## Enunciado
Continúa el texto sobre los libros predilectos a partir de su última oración.

## Extracto de la fuente
Mis libros predilectos son aquellos que he leído, parcial o totalmente, varias veces. Me coquetean cuando los hallo por casualidad al sacudir o revolver mis libreros en busca de un ejemplar no literario que necesito para menesteres de otra índole. Si llevo prisa, nada más los hojeo; si tengo tiempo, los ojeo al azar. Parte de este rito consiste en gozar los subrayados con que los herí en ciertos pasajes; las apostillas que les hice al pie o al margen; los puntos y comas que mi vicio por la corrección de estilo o mi manía por la limpieza editorial se atrevió a marcarles. Saben que todo ello los hace mis favoritos y por tal motivo disputan entre sí el privilegio de que los relea.

## Datos del ejercicio
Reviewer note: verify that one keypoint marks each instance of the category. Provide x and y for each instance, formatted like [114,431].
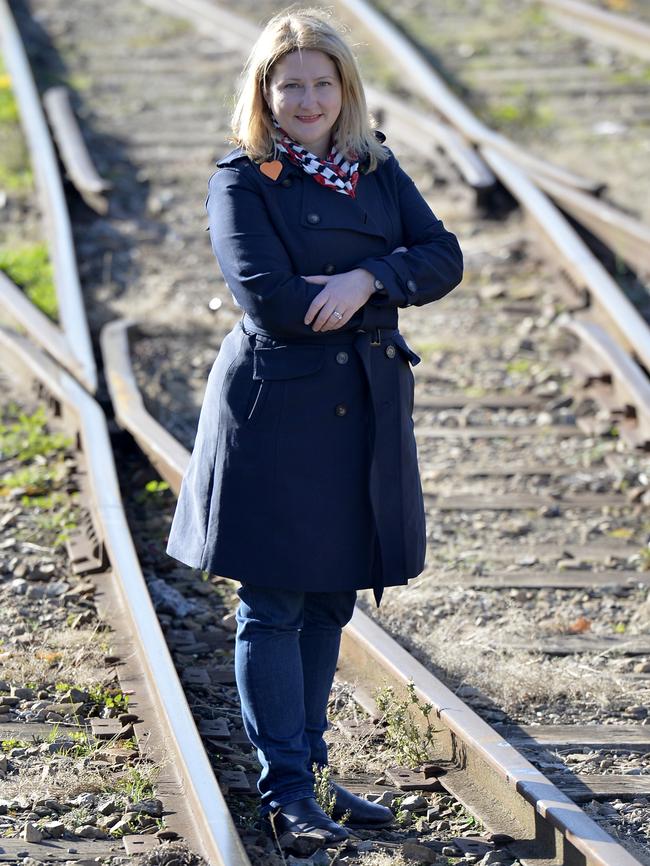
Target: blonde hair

## Resultado del ejercicio
“Antología de lector”, califica Zaíd a su Ómnibus (es decir, a su «para todos», que eso quiere decir en latín la palabra ómnibus). Antología de lector y, diría yo, si don Gabriel me permite enmendarle la plana: de relector. Porque no se me quita la maña de abrir su rechoncho libro cada vez que dispongo de algunos minutos y releo, así sea como breviarios, sus “imágenes que hieren para siempre los ojos”; sus “músicas del oído, la articulación, el espacio, la sintaxis”; en suma: sus “felicidades de expresión que liberan porque son libres”.